§ Work to do: Please count the lines in the rows below that contain the string "water". Treat uppercase and lowercase as different, and reply with only the number.

------ Data provided ------

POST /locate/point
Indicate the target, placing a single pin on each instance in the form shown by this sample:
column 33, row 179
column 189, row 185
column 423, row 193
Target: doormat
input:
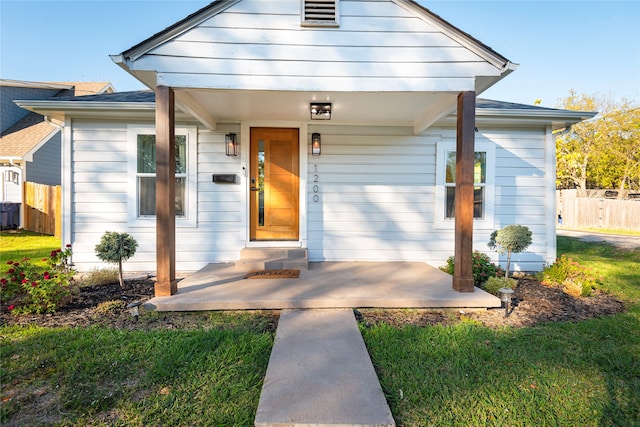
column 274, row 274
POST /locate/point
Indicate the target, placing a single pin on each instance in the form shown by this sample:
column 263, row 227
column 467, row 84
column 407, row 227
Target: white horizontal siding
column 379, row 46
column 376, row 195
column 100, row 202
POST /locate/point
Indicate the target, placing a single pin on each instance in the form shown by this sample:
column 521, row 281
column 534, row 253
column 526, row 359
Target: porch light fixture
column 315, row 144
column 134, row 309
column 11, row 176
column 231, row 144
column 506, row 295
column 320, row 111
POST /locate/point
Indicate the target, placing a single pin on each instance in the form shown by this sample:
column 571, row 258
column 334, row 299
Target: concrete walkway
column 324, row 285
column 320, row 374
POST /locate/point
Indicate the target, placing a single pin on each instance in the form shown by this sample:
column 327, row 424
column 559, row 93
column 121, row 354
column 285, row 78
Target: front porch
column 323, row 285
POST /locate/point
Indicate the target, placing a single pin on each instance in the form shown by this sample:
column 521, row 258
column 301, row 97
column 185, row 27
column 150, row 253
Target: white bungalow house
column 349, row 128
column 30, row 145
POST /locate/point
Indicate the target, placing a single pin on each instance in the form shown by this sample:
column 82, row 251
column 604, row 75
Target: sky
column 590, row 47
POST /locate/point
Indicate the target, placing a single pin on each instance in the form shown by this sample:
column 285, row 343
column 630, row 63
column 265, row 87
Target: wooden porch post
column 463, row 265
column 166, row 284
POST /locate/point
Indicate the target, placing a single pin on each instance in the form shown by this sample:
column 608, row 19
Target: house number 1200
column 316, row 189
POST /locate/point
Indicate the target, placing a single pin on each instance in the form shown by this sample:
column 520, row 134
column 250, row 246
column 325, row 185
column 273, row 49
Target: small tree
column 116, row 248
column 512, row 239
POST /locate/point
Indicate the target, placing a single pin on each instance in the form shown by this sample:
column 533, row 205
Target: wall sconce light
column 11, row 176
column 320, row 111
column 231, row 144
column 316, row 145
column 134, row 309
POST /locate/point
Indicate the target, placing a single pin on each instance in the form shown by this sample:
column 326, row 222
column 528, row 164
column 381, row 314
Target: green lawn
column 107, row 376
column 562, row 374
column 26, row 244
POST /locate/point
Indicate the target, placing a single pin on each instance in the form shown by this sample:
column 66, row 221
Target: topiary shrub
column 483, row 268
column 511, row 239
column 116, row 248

------
------ Data provided ------

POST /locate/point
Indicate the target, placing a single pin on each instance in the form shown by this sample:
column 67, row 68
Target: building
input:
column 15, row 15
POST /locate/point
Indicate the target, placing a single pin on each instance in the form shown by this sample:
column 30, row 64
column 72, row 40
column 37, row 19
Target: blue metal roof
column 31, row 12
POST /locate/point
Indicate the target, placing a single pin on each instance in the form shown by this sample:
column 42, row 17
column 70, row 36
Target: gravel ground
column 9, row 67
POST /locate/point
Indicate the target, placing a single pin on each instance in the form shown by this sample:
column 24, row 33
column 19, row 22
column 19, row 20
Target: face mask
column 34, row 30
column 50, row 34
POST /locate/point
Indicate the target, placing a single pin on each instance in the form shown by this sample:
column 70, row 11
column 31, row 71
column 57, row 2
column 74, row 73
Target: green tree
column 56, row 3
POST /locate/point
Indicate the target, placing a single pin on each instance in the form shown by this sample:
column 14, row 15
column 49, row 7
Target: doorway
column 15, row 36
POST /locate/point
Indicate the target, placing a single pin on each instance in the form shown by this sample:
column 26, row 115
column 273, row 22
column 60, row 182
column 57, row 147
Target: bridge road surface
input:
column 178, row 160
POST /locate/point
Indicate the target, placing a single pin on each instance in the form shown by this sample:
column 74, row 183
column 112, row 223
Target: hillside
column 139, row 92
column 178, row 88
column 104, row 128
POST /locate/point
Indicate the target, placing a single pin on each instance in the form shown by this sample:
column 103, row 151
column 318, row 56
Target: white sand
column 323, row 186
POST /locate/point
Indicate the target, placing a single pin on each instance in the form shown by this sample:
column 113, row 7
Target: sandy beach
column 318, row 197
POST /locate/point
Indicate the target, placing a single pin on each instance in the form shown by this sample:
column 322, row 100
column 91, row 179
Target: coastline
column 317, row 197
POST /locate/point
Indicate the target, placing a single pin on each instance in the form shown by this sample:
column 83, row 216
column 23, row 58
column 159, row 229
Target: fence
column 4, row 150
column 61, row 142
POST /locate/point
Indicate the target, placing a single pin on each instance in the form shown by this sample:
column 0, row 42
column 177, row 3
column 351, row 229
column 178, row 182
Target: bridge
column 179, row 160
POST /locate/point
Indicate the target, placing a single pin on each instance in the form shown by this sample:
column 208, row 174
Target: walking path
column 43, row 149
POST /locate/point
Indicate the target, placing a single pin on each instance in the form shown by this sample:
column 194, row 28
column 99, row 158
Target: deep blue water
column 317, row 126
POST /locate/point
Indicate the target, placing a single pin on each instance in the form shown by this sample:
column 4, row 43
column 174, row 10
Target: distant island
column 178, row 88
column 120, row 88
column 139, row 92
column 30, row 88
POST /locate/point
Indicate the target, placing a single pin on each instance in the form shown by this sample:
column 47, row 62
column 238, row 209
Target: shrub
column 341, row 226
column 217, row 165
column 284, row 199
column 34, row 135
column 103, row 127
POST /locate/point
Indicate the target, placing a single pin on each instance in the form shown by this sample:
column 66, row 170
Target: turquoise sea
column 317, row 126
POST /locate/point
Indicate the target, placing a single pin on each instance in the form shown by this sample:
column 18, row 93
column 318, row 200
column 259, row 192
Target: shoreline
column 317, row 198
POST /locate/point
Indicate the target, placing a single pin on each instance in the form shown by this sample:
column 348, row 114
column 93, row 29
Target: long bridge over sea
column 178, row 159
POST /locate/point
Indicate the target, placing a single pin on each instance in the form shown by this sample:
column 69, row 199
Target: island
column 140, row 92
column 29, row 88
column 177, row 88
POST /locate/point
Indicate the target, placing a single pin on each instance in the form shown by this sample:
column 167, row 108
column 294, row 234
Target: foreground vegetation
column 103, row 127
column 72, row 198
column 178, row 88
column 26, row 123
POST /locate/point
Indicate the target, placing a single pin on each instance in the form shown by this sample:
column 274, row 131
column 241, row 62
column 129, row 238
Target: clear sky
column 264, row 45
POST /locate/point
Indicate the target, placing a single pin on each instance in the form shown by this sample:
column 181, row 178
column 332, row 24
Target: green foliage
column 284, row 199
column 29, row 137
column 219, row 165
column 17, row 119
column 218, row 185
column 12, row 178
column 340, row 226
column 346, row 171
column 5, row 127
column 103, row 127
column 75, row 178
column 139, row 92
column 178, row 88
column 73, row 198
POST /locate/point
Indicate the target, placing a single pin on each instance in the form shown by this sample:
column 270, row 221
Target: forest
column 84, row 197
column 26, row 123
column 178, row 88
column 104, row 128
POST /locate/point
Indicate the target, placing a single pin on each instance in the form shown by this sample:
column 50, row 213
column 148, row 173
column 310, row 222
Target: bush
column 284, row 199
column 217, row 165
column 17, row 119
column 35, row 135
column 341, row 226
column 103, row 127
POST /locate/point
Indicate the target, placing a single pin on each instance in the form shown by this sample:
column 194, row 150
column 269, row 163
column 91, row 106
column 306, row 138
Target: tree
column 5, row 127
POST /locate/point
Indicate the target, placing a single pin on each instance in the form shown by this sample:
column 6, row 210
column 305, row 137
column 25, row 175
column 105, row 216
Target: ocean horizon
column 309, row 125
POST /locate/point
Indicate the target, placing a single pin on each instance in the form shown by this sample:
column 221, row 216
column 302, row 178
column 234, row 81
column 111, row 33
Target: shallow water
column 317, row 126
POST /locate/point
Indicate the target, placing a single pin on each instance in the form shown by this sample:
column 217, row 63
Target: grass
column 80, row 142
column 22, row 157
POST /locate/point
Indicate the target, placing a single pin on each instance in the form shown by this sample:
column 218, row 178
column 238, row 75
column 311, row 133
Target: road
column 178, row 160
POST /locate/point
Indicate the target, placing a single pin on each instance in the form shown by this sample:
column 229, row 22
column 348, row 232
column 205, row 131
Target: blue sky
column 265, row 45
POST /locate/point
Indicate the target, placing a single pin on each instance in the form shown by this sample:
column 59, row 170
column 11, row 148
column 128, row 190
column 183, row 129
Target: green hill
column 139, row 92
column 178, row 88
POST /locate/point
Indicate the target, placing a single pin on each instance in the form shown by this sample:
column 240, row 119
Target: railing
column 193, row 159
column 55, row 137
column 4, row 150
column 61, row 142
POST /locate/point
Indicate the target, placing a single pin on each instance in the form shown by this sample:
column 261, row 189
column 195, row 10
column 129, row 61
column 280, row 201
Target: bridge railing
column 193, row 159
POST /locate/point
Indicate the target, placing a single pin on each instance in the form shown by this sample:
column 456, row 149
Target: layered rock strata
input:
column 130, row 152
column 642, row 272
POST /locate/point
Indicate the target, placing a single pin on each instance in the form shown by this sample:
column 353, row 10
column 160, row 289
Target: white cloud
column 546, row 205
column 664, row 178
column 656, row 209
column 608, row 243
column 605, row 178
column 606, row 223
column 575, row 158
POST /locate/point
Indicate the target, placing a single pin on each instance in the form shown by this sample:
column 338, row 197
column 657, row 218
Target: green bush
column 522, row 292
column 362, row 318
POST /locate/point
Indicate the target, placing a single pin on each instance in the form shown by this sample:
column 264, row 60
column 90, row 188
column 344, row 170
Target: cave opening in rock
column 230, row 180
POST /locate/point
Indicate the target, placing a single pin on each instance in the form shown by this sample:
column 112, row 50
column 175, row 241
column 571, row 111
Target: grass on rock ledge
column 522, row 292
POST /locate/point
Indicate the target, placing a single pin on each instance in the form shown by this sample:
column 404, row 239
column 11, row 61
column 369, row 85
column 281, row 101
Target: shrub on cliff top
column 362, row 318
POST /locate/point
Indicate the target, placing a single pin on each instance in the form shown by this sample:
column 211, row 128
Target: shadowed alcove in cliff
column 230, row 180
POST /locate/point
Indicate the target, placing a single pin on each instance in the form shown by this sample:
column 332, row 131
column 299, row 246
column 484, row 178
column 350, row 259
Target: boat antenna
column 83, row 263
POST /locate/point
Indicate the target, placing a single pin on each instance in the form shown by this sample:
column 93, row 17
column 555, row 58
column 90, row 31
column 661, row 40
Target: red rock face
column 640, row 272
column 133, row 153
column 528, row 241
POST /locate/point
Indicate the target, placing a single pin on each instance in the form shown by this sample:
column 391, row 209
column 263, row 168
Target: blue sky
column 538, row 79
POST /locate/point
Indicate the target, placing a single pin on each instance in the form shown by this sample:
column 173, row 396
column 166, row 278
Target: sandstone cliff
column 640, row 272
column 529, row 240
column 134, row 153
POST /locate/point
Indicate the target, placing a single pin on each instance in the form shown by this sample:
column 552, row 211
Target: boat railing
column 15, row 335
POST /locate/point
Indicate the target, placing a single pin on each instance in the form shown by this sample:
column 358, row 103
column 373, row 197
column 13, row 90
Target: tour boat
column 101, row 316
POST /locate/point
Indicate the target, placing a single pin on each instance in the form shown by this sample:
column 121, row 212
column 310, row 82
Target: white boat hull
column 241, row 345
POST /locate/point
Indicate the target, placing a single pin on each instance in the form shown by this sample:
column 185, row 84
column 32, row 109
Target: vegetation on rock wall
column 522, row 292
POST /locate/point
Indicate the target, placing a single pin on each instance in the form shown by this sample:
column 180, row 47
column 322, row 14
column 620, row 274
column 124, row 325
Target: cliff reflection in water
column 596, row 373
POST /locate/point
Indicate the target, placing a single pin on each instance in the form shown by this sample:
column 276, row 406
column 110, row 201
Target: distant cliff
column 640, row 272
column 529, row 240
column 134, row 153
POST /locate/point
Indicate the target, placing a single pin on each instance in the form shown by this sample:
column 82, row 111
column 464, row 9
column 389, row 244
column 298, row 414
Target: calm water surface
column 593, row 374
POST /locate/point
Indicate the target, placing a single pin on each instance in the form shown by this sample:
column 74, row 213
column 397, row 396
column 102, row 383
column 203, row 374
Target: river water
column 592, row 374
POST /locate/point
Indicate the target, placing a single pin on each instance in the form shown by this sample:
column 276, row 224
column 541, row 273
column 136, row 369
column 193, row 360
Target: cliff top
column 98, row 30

------

§ Solution: 5